Tarefa 1
No texto sobre a pressão arterial dos indígenas Munduruku, reescreva o trecho que começa nas palavras "Na Tabela 1, é" e vai até "ofertado pelo governo.", trocando "analfabetos" por "não alfabetizados".
Tarefa 2
Segundo o texto sobre a pressão arterial dos indígenas Munduruku, qual foi a prevalência de valores sugestivos de hipertensão entre os 459 indígenas investigados?

Trecho citado
Para verificar a associação entre as variáveis dependentes (pré-hipertensão e hipertensão) e as variáveis independentes do estudo, foram estimadas as razões de chance por Odds Ratio (OR) com base no modelo de regressão multinomial e respectivos intervalos de confiança (IC) de 95%. Por se tratar de um fenômeno multifatorial, as variáveis foram reunidas em blocos (demográfica, econômica, estado de saúde e comportamental) e analisadas de forma hierárquica(24).
Aspectos éticos
O estudo foi aprovado pela Comissão Nacional de Ética em Pesquisa (CAAE 74361617.2.0000.5020) de acordo com o Parecer no 2.51.369. Para ingresso em terra indígena, solicitou-se autorização da Fundação Nacional do Índio (nº 43/AAEP/PRES/2018), do Ministério da Justiça e, também, dos líderes da Terra Indígena KwatáLaranjal. Todos os indígenas que aceitaram participar do estudo assinaram o Termo de Consentimento Livre e Esclarecido.
Resultados
Entre os 459 indígenas investigados, a prevalência de níveis pressóricos alterados, obtidos por meio da medida casual, foi de 10,2% para os valores sugestivos de hipertensão e de 4,1% para pré-hipertensão.
Na Tabela 1, é apresentada a análise univariada das variáveis sociodemográficas, antropométricas, metabólicas e de estilo de vida dos participantes segundo os níveis pressóricos que indicam pressão normal, HAS e pré-HAS. Destaca-se que a maioria dos participantes era do sexo masculino (57,1%), a média de idade foi de 36,6 (±14,7) anos, cerca de 9,6% eram analfabetos. Quanto à renda familiar, a quase totalidade (83,7%) estava em situação de vulnerabilidade social (pertencente às classes sociais D e E). Elevado percentual de participantes (61,7%) informou ter, como única fonte de renda, algum benefício social ofertado pelo governo.
Perfil dos níveis pressóricos dos indígenas Munduruku. Município de Borba, AM, Brasil, 2018
Entre os indígenas Munduruku, 64,9% apresentavam aumento da circunferência do pescoço; 38,8%, aumento da circunferência da cintura e mais de 52% estavam acima do peso. Estes dados corroboram o alto percentual de indígenas classificados com taxa de gordura corporal elevada: alto (28,3%) e muito alto (33,3%). Sobre os níveis de triglicerídeos e colesterol, os valores alterados ficaram em torno de 21,1% e 5,4%, respectivamente. Chama a atenção o fato de que 86,5% dos participantes apresentaram valores elevados da glicemia capilar e mais de 70% afirmaram ser fumantes e fazer consumo de bebida alcóolica em níveis considerados de risco nocivo ou provável dependência. Tratando-se da atividade física, 65,6% foram classificados como ativos ou muito ativos (Tabela 1).

Dados de apontamento por expressão referencial

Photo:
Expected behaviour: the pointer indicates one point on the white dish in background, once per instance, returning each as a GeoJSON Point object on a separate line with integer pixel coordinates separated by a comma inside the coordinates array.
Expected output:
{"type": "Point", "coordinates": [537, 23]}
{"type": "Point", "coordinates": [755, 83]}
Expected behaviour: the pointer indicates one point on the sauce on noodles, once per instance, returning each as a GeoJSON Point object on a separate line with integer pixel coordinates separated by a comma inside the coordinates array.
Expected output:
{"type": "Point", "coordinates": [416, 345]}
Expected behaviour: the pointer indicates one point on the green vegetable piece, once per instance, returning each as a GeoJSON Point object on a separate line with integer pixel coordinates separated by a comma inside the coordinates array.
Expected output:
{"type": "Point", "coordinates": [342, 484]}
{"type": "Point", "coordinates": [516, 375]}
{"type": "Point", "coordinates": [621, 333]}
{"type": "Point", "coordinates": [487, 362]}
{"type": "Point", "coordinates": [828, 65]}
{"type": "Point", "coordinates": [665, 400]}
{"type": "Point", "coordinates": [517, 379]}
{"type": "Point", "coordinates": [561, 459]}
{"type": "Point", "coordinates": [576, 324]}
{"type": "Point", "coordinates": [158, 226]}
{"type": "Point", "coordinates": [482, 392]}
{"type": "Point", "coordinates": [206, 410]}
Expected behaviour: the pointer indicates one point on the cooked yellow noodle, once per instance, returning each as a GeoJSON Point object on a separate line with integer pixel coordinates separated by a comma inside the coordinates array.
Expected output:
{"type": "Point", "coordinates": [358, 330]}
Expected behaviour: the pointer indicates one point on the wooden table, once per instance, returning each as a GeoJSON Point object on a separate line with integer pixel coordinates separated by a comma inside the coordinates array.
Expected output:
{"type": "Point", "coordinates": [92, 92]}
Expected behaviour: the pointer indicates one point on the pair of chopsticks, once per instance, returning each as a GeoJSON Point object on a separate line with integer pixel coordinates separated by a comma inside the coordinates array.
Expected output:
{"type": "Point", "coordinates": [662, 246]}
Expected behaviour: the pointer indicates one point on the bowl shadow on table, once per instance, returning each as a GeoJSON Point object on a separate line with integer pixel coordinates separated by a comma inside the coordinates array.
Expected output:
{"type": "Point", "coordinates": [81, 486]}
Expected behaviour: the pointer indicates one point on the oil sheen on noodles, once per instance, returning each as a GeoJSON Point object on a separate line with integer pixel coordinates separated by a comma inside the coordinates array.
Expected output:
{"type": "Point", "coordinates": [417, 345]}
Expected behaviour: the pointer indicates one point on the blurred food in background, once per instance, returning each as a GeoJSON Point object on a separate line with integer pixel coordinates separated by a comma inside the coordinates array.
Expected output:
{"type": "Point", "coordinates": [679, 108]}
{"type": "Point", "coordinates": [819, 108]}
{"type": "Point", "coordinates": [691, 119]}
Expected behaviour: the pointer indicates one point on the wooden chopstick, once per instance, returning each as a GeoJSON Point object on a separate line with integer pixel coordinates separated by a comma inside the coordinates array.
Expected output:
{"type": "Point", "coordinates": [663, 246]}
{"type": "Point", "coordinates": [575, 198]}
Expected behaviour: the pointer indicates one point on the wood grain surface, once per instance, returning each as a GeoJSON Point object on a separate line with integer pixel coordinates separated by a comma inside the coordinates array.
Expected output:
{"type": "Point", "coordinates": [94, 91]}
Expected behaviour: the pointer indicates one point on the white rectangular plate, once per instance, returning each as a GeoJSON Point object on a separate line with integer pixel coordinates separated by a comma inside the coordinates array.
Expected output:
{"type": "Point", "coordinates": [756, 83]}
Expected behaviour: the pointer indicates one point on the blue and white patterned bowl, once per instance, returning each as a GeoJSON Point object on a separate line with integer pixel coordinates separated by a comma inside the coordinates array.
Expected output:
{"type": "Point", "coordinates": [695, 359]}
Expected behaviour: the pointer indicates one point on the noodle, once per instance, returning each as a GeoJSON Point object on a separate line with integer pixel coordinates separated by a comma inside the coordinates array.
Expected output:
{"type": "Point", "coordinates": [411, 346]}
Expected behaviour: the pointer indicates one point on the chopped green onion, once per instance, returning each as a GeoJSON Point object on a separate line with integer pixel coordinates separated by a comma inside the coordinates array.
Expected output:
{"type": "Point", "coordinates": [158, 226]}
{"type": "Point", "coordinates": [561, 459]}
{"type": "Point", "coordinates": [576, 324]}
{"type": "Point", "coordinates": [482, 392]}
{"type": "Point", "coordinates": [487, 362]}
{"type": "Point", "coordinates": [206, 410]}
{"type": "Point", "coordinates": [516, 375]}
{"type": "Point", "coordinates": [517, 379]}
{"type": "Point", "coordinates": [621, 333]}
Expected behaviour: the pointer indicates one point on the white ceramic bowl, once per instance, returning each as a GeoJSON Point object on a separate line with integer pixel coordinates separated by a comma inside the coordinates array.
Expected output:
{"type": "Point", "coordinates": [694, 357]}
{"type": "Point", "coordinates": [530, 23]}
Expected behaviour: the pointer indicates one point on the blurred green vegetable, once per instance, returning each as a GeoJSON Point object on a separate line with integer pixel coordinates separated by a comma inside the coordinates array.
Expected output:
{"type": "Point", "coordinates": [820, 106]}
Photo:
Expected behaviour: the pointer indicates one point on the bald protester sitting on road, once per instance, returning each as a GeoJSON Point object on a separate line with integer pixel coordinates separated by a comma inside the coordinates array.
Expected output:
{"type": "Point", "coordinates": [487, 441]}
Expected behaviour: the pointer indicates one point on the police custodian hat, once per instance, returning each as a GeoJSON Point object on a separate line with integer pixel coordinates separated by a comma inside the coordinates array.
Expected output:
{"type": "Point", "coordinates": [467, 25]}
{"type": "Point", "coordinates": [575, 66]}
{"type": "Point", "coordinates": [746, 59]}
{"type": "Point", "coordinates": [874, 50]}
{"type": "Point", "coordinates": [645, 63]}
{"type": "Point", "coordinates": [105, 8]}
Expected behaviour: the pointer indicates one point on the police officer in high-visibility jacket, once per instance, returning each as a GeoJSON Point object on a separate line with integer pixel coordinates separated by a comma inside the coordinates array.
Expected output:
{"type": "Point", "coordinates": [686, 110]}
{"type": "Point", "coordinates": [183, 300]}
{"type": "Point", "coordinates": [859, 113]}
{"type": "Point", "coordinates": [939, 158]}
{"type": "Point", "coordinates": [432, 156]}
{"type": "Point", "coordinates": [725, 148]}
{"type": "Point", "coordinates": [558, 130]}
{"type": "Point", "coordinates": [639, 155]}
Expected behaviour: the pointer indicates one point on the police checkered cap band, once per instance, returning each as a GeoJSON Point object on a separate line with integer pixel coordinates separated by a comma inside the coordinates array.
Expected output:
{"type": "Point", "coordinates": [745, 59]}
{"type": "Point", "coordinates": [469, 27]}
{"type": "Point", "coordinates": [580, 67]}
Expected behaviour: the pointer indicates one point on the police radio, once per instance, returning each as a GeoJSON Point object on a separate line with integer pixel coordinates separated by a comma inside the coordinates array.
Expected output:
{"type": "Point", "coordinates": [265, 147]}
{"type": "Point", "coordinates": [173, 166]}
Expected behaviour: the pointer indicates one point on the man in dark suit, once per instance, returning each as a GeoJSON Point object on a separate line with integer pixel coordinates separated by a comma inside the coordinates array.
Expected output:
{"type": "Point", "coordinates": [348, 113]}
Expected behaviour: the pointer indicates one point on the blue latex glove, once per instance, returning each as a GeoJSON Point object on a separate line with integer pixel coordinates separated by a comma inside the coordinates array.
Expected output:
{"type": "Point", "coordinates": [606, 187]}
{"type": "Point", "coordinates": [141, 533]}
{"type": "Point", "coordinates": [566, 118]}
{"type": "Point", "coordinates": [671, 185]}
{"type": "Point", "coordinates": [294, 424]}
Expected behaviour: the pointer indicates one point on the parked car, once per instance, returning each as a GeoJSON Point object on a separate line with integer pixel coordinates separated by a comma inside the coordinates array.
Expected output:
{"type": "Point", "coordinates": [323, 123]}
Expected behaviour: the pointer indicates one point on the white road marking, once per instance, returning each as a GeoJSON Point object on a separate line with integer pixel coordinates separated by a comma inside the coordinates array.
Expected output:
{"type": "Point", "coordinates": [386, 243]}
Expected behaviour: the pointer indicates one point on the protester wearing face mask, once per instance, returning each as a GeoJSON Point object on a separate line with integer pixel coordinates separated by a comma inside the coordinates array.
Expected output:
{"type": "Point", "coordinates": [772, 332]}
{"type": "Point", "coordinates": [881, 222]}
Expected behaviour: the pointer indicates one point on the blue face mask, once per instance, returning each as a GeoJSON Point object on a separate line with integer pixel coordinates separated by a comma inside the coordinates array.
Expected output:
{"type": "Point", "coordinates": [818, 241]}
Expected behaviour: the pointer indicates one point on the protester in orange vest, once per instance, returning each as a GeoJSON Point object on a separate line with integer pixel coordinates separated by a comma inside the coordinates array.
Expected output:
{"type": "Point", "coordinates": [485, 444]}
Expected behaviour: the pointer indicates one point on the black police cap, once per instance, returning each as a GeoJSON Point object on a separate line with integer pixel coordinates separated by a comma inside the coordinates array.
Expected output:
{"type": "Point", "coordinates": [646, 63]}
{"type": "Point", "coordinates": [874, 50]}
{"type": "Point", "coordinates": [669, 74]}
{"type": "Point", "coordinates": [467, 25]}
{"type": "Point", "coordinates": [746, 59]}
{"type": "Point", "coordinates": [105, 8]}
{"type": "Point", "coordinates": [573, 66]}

Resposta 1
Na Tabela 1, é apresentada a análise univariada das variáveis sociodemográficas, antropométricas, metabólicas e de estilo de vida dos participantes segundo os níveis pressóricos que indicam pressão normal, HAS e pré-HAS. Destaca-se que a maioria dos participantes era do sexo masculino (57,1%), a média de idade foi de 36,6 (±14,7) anos, cerca de 9,6% eram não alfabetizados. Quanto à renda familiar, a quase totalidade (83,7%) estava em situação de vulnerabilidade social (pertencente às classes sociais D e E). Elevado percentual de participantes (61,7%) informou ter, como única fonte de renda, algum benefício social ofertado pelo governo.

Resposta 2
10,2%.